DOCUMENT SECTION:

These percentages are where each engine pulls its answers from (its citations), not its training-data mix. The exact training composition of GPT-5, Claude, and Gemini is undisclosed. Shares are measured within each engine's top-10 cited domains and shift over time, so treat them as direction, not gospel.
The tools shaping how your customers find answers were built on the same web crawls and forums that shaped the pre-AI internet. That changes the game in five concrete ways, and the data backs each one.
The businesses that win in AI search are the ones whose content is so thorough, well-sourced, and clearly structured that crawlers, retrieval systems, and training pipelines all treat it as a reliable source. That is what good SEO always was. The audience just got smarter.
No. OpenAI confirmed that conversations with ChatGPT are not used to retrain the model in real time. You would need to opt in explicitly for your data to be used in future training, and enterprise accounts have this disabled by default.
It depends on the model. Some datasets like The Pile have formal takedown processes. Google respects robots.txt for Googlebot but does not necessarily honor all opt-out signals for Gemini training data. OpenAI offers a form for training data opt-out requests, though efficacy is contested.
Perplexity is the most current for real-time factual queries. It retrieves live web results for every answer and cites them. Gemini 2.5 with AI Mode and Copilot with Bing are close seconds. Base ChatGPT without Search is frozen at its training cutoff.

DATA:
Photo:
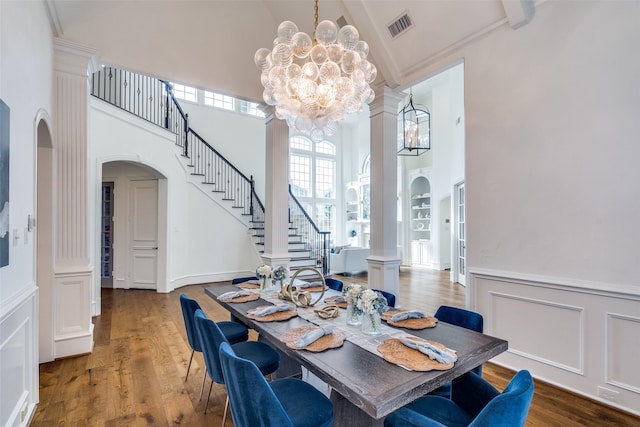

WHAT YOU WILL DO:
The piece on AI search says Perplexity is the most current engine for real-time factual queries. Using the piece, explain why in one to three sentences.

RESPONSE AREA:
Perplexity fetches live web results for every answer and cites them, so its answers draw on what is on the web right now.